**About this task**
Return the exact lines from the one containing "Annotate the white" through the final line of the material below, with both ends kept.

-- Dataset content follows --

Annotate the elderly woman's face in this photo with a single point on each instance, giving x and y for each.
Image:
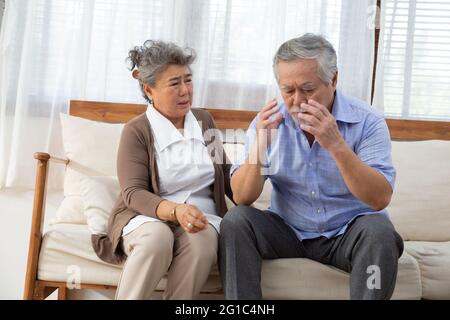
(172, 94)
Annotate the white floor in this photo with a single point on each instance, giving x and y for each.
(15, 212)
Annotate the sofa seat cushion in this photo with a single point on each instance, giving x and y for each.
(305, 279)
(434, 264)
(67, 256)
(420, 206)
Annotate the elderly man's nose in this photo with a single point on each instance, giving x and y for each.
(299, 99)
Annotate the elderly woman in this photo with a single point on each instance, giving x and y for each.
(166, 220)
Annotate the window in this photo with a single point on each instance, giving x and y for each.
(413, 76)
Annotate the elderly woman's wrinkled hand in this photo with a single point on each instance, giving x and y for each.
(190, 218)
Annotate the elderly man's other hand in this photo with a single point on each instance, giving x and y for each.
(318, 121)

-- Dataset content concluded --

**Answer for the task**
Annotate the white floor in this photo with a single point on each instance, giving x and y for each.
(15, 212)
Annotate the sofa seat cushion in this photo with a single point on each instance, giving x and y for each.
(305, 279)
(434, 264)
(67, 256)
(420, 206)
Annotate the elderly man's nose in this photo with a single point on each instance, giving x and y for each.
(299, 99)
Annotate the elderly woman in this photo with a single point on each instance, giving x and y for each.
(166, 220)
Annotate the window in this photo with a single point on each instance, giving x and y for each.
(413, 76)
Annotate the elderly woman's wrinkled hand in this photo with a single point on each instance, giving x and y for each.
(190, 218)
Annotate the elderly man's other hand in this photo with a single point on each instance, giving x and y for each.
(318, 121)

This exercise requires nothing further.